Joseph Arkins (email@example.com)
Wed, 27 Oct 1999 21:00:51 -0400
Apropos of visual comparison as a way of measuring density differences, I'd like
to point out that early densitometers did not use photoelectric cells, but rather
used an optical device that compared the segments on a circular transparent step
wedge with the area of the negative being measured. This process was used by the
early Kodak densitometers, and in my experience is rather accurate (using a
calibrated step tablet rather than a negative as the measured entity.) (I own a
1938 Kodak Model One densitometer, which is breakdown-proof and a joy to look at,
as well, what with its crackle finished metal and wood case). Since early color
photographers used this device to balance separation negatives (a fairly critical
application), this would suggest that they are quite accurate devices, indeed.
> In a message dated 10/26/99 5:02:18 PM Eastern Daylight Time,
> firstname.lastname@example.org writes:
> << The eye is
> far more accurate in judging differences in density than a
> densitometer. I recall an article from Scientific American (back in the
> seventies) discussing the eye's capability to discriminate a
> differential of three photons or some such small amount. >>
> I think the reference is to the threshold of light against pure darkness, not
> a variation between shades light or dark. I have an article in front of me
> from a past issue of Shutterbug, written by Ctein (I don't know what issue, I
> could only find a copy reduced down to 8 1/2 by 11 ) that discusses that the
> eye does not see in continuous tones, only the brain integrates the
> information and tells us we do. Test show that we can only see a two percent
> difference in luminosity, or 0.006 desity units.
> This means a young eye can see 650 steps from pure, blazing light to no light
> at all. A trained artist's (or photographer's) eye may approach 900 steps.
> The argument that the eye is sensitive enough for not needing a densitometer
> for photo work is still correct (Ctein says if you can't see it, it doesn't
> matter anyway), but not that the eye is necessarily more sensitive than a
> I did find I could tell the difference on a print of .01 density where my
> Stouffer 30 step tablet goes from 1 to 15 and 15 to 30. The two 15 steps were
> different by .01, and the old Seagull Select FB paper would show a difference
> in that range. I had the step tablet checked on three different
> densitometers, and found they could each measure .01 difference. I could not
> see it, because these steps on the tablet are 1/4 inch apart.
> Ctein also goes on to talk about prints, where the maximum visual steps (for
> the eye) is 250 when the print is viewed under 200 foot-candles of light, and
> 350 steps under 500 foot-candles. Room light is usually 20 to 40
> foot-candles, where the darkest 25 percent of the image will lose 50 percent
> of the steps. Track lighting, and sunlight, will restore the visual step.
> Ctein gives two references, a 1980 Kodak book (out of print), and a 1975
> article from the "Journal of Mathematical Biology."

DATA LISTING:
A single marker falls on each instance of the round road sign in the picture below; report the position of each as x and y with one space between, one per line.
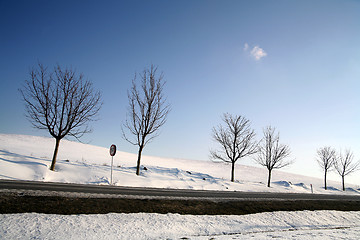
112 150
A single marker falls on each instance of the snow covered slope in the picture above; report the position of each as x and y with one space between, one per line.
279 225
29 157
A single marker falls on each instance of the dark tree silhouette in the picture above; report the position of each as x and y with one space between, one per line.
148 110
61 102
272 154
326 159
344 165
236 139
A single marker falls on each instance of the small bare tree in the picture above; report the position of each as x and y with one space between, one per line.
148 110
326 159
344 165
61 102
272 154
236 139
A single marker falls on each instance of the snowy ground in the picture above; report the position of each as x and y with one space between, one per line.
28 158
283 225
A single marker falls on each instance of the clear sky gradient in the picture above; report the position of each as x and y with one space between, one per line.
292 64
==
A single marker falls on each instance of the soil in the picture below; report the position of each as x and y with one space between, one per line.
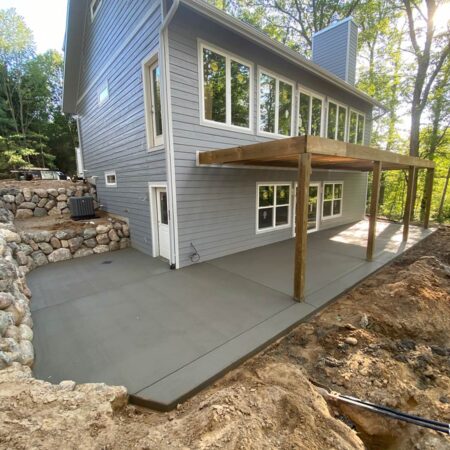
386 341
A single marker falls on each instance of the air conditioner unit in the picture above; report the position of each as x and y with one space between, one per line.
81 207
---
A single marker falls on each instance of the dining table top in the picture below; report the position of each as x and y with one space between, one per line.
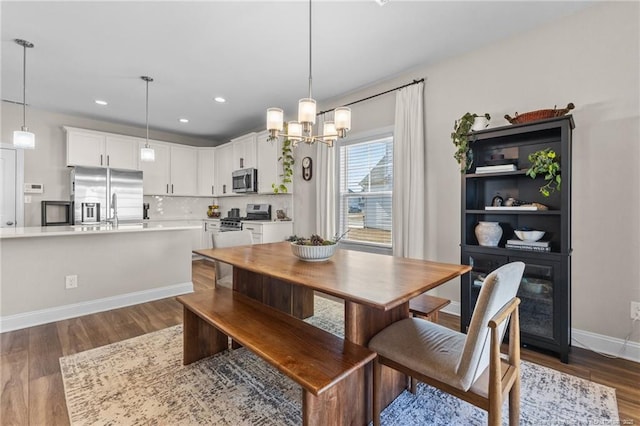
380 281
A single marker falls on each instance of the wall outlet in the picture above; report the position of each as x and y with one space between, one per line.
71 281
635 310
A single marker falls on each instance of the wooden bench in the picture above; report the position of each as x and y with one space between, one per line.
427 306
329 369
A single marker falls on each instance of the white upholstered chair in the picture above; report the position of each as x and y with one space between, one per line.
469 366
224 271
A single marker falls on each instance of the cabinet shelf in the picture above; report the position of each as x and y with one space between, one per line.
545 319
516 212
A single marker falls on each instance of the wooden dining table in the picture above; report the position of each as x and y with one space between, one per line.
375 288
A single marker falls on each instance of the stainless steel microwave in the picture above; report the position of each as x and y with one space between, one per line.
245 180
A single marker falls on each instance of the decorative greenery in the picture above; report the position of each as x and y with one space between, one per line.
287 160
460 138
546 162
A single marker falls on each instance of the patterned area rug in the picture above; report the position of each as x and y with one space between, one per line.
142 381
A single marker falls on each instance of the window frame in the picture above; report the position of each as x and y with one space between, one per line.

INSTRUCTIONS FOR THE TASK: In the densitometer post, what make, model, and year of densitometer does the writer own? The rows have no connection to the densitometer post.

THE COMPLETED TASK: A 1938 Kodak Model One densitometer.